- [Problem to solve] Express each line of the material below as a JSON list of strings, with one string per line and no blank lines.

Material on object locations
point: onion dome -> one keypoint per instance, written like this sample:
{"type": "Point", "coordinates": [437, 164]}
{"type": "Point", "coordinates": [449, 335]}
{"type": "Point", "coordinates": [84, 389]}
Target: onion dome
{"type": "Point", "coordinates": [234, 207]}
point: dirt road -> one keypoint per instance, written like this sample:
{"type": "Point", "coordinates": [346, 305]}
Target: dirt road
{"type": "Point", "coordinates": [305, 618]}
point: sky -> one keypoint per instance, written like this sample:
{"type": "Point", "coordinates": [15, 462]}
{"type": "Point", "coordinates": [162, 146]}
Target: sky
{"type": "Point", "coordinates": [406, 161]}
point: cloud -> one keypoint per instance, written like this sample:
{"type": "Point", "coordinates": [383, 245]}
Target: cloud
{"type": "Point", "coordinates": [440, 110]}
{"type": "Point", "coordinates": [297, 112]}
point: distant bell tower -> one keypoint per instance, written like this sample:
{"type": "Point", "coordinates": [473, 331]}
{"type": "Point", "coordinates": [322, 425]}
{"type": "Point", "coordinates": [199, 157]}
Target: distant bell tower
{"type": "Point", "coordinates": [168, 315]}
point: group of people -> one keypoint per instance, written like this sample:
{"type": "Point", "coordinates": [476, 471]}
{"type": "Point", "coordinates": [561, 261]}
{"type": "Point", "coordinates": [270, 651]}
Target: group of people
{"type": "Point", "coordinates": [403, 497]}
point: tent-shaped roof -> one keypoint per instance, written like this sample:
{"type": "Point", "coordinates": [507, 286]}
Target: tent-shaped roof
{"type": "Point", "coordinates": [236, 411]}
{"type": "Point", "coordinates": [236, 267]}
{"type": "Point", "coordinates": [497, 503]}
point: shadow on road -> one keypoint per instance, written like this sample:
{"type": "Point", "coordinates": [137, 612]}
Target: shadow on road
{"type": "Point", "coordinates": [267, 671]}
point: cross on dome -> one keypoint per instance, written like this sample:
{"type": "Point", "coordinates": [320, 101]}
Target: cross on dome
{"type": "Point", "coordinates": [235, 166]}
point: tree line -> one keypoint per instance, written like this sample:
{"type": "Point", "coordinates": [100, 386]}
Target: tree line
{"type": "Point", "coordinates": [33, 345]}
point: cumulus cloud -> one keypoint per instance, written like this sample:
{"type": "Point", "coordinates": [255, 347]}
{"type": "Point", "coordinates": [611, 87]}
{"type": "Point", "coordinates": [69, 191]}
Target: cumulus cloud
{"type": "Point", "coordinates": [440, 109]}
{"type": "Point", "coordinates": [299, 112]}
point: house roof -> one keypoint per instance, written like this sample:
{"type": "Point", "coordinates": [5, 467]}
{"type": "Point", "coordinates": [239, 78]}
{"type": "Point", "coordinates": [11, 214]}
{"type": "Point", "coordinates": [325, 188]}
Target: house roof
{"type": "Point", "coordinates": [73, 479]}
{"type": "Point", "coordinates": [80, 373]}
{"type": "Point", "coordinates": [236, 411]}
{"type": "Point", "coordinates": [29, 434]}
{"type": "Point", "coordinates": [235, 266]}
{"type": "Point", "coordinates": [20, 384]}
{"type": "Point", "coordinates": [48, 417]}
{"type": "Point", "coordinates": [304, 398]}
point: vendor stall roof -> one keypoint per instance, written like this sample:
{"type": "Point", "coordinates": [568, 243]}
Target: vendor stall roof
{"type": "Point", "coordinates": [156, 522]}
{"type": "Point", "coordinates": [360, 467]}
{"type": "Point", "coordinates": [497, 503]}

- [Exercise response]
[
  "point: onion dome -> one keypoint per instance, written like this sample:",
  "{\"type\": \"Point\", \"coordinates\": [437, 164]}",
  "{\"type\": \"Point\", \"coordinates\": [449, 335]}",
  "{\"type\": \"Point\", \"coordinates\": [84, 389]}",
  "Target: onion dome",
  "{\"type\": \"Point\", \"coordinates\": [234, 207]}",
  "point: dirt road -> one keypoint per instance, written like this sample:",
  "{\"type\": \"Point\", \"coordinates\": [346, 305]}",
  "Target: dirt road",
  "{\"type\": \"Point\", \"coordinates\": [305, 618]}",
  "point: sky -> one keypoint per instance, written like this sample:",
  "{\"type\": \"Point\", \"coordinates\": [15, 462]}",
  "{\"type\": \"Point\", \"coordinates\": [162, 146]}",
  "Target: sky",
  "{\"type\": \"Point\", \"coordinates\": [406, 161]}",
  "point: cloud -> one keypoint per instance, written like this sample:",
  "{\"type\": \"Point\", \"coordinates\": [383, 245]}",
  "Target: cloud",
  "{\"type\": \"Point\", \"coordinates\": [440, 110]}",
  "{\"type\": \"Point\", \"coordinates\": [297, 112]}",
  "point: distant bell tower -> one keypoint per instance, written like this sample:",
  "{\"type\": \"Point\", \"coordinates\": [473, 331]}",
  "{\"type\": \"Point\", \"coordinates\": [322, 425]}",
  "{\"type\": \"Point\", \"coordinates\": [199, 157]}",
  "Target: distant bell tower",
  "{\"type\": \"Point\", \"coordinates\": [168, 315]}",
  "point: group of people -> one keypoint per instance, written like this sample:",
  "{\"type\": \"Point\", \"coordinates\": [476, 471]}",
  "{\"type\": \"Point\", \"coordinates\": [561, 261]}",
  "{\"type\": \"Point\", \"coordinates\": [270, 651]}",
  "Target: group of people",
  "{\"type\": \"Point\", \"coordinates\": [403, 497]}",
  "point: tent-shaped roof -> one keypoint per instance, written like this sample:",
  "{\"type\": \"Point\", \"coordinates\": [507, 286]}",
  "Target: tent-shaped roof",
  "{\"type\": \"Point\", \"coordinates\": [236, 411]}",
  "{\"type\": \"Point\", \"coordinates\": [236, 267]}",
  "{\"type\": \"Point\", \"coordinates\": [497, 503]}",
  "point: shadow on road -> one keypoint per instance, written like this sample:",
  "{\"type\": \"Point\", \"coordinates\": [137, 612]}",
  "Target: shadow on road",
  "{\"type\": \"Point\", \"coordinates\": [267, 671]}",
  "point: cross on dome -> one keypoint per instance, written like this sample:",
  "{\"type\": \"Point\", \"coordinates\": [320, 101]}",
  "Target: cross on dome",
  "{\"type\": \"Point\", \"coordinates\": [235, 166]}",
  "point: tree line -> one keypoint per instance, written like this sample:",
  "{\"type\": \"Point\", \"coordinates\": [100, 386]}",
  "Target: tree line",
  "{\"type\": \"Point\", \"coordinates\": [33, 345]}",
  "point: cumulus cloud -> one keypoint per instance, written like this sample:",
  "{\"type\": \"Point\", \"coordinates\": [255, 347]}",
  "{\"type\": \"Point\", \"coordinates\": [611, 87]}",
  "{\"type\": \"Point\", \"coordinates\": [69, 191]}",
  "Target: cumulus cloud",
  "{\"type\": \"Point\", \"coordinates\": [440, 109]}",
  "{\"type\": \"Point\", \"coordinates\": [299, 112]}",
  "point: house roof -> one keypoint per instance, written like this sample:",
  "{\"type\": \"Point\", \"coordinates\": [5, 467]}",
  "{\"type\": \"Point\", \"coordinates\": [239, 78]}",
  "{\"type\": \"Point\", \"coordinates\": [11, 214]}",
  "{\"type\": \"Point\", \"coordinates\": [325, 188]}",
  "Target: house roof",
  "{\"type\": \"Point\", \"coordinates\": [73, 479]}",
  "{\"type\": \"Point\", \"coordinates\": [80, 373]}",
  "{\"type\": \"Point\", \"coordinates\": [236, 411]}",
  "{\"type\": \"Point\", \"coordinates\": [29, 434]}",
  "{\"type\": \"Point\", \"coordinates\": [235, 266]}",
  "{\"type\": \"Point\", \"coordinates\": [20, 384]}",
  "{\"type\": \"Point\", \"coordinates\": [48, 417]}",
  "{\"type\": \"Point\", \"coordinates\": [304, 398]}",
  "point: vendor stall roof -> one keypoint per instance, written like this sample:",
  "{\"type\": \"Point\", \"coordinates\": [568, 243]}",
  "Target: vendor stall roof",
  "{\"type\": \"Point\", \"coordinates\": [156, 522]}",
  "{\"type\": \"Point\", \"coordinates\": [360, 467]}",
  "{\"type\": \"Point\", \"coordinates\": [497, 503]}"
]